> _Texto de leitura_
※ ※ ※

Mais estrelas ainda tinha outro hotel em Menongue. Depois de me deitar e apagar a vela, assim que me habituei à escuridão do quarto, começo a ver uma imensa porção de estrelas no teto! Não, não era a classificação turística hoteleira! Faltavam algumas telhas, o que permitia ver aquele céu, lindo quando se quer apreciar, mas pouco convidativo quando o buraco do telhado é bem por cima da cama! Por acaso nessa noite não choveu!
No Toco, a que eufemisticamente se chamava povoação, onde como é evidente luz elétrica não existia, havia somente três casas, todas pertencentes à mesma família. A de comércio, a habitação e uma espécie de hotel ou albergue, construída num local um pouco mais elevado, em cima de uma rocha. Era um edifico térreo com cinco portas para a rua, aliás a estrada. Cada porta dava para um quarto com meia dúzia de camas, onde os viajantes, praticamente só camionistas, à medida que chegavam, qualquer que fosse a hora, se deitavam para dormir. Nenhuma porta tinha chave. Não fazia falta. Era assim a África, tranquila.
A organização ali era simplissima. Quem fosse chegando procurava uma cama vazia, deitava-se, dormia, e no dia seguinte pela manhã, depois de matabichar pagava a sua conta e seguia então viagem. O matabicho, para gente que além ter estômagos fartos, não sabia quando chegava ao próximo destino, compunha-se de café, leite, pão e manteiga, e ou bifes, grandes, com batata frita, ou então bacalhau cozido com batatas! O que no Brasil se chama café da manhã, ali era algo de substância. E matabichar às cinco, seis horas da manhã, uma bacalhauzada, era ótimo! Já se saía aviado para o que desse e viesse.
Dormiam os viajantes uns quantos no mesmo quarto e muitas das vezes nem se chegavam a ver pelo desencontro das horas de chegada e partida. Mas dormiam e roncavam.
Pescoço à banda, braços e costas doloridos, todos nós enregelados, tudo o que eu naquela ocasião pedia a Deus que me desse era uma cama com dois cobertores de papa bem quentinhos. Não aguentava mais.
Abri a primeira porta, entrei sem acender a luz, porque nem havia, adivinhei algumas camas vazias, e cansado como estava comecei logo a despir-me. Minha mulher atrás, lanterna na mão, cautelosamente percorrendo os cantos do quarto à procura de alguma barata! Eu queria lá saber de baratas. Só queria mesmo era deitar-me. De repente o foco da lanterna ilumina uma cadeira que tem pendurada um par de calças. De homem. Mais uma camisa e no chão umas botas.
Sussurrando, chama-me e mostra-me a descoberta. Aponta a lanterna para a cama, e lá estava outro hospede, dormindo o sono dos justos, profundamente.
Eu já tinha despido a camisa e as calças. Pegamos tudo novamente e vá de ir procurar outro quarto. O segundo estava vazio, bem confirmado pela lanterna que desta vez não procurou mais baratas mas percorreu todas as camas.

※ ※ ※

> _Dados fornecidos_
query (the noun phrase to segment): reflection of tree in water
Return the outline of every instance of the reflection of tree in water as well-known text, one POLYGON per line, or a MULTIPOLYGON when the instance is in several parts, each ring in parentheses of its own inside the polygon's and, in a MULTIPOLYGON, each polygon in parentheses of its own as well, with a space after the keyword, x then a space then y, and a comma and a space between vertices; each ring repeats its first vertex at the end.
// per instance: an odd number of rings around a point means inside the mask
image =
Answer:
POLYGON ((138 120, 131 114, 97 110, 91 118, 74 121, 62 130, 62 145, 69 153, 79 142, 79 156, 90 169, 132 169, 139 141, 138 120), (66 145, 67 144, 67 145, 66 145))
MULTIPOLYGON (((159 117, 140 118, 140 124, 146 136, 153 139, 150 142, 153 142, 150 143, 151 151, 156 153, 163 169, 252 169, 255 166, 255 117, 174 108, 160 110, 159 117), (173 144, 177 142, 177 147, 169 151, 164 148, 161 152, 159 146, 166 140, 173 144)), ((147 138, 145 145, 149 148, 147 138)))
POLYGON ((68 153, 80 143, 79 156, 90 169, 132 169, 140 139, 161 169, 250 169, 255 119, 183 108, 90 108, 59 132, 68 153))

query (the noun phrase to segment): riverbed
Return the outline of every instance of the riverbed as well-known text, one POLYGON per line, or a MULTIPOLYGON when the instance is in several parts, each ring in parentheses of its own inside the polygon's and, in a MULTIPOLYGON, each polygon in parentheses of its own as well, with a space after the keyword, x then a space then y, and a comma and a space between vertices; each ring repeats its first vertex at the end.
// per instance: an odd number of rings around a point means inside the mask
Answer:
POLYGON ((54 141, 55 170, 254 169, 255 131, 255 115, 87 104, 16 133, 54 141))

※ ※ ※

> _Trabalho pedido_
(1) Responda a estas perguntas sobre o relato do albergue do Toco:
(a) Quantas casas havia no Toco e a quem pertenciam?
(b) De que se compunha o matabicho servido aos viajantes?
(c) Que objetos a lanterna revelou na cadeira e no chão do primeiro quarto?
(2) Como prossegue o relato do albergue do Toco? Escreva a continuação a partir do ponto em que termina.

> _Respostas dadas_
(1)
(a) Havia somente três casas, todas pertencentes à mesma família.
(b) Compunha-se de café, leite, pão e manteiga, e ou bifes grandes com batata frita, ou então bacalhau cozido com batatas.
(c) Na cadeira estavam pendurados um par de calças de homem e uma camisa; no chão havia umas botas.

(2)
Para não dar hipótese a que outro retardatário viesse dormir conosco, improvável devido ao adiantado da hora, empurrei uma cama para a porta, para teoricamente a trancar. Não trancava, mas pelo menos dificultava a entrada de alguém mais e talvez, talvez, se tentassem forçar devia fazer suficiente barulho nos acordar e assim podermos avisar que o quarto estava ocupado! Cansado como estava, eu não acordaria de jeito nenhum, mas ficámos moralmente mais à vontade!
Num instante acabei de me despir e em menos de outro estava enfiado por cima daquele colchão de palha, mesmo duro, debaixo dos tais cobertores pesados. Não sei quanto tempo levei para adormecer, mas creio ter entrado na cama já com um olho fechado!
Depois daquela viagem incrível, com um frio miserável, de ré, todo torcido, aquela cama mesmo sendo bastante péssima era uma maravilha! E devo ter dormido bem porque me levantei só a meio da manhã! E não perdoei o meu matabicho de herói!
No dia seguinte, feriado, 8 de dezembro de 1954, conseguimos finalmente, e ainda muita engasgadela do motor chegar a Sá da Bandeira, porque já não havia mais subidas íngremes, a estrada desenvolvia-se pelo topo da serra, e aí, sim, descansar e gozar aquele clima e Aquele Hotel.
Que saudades!...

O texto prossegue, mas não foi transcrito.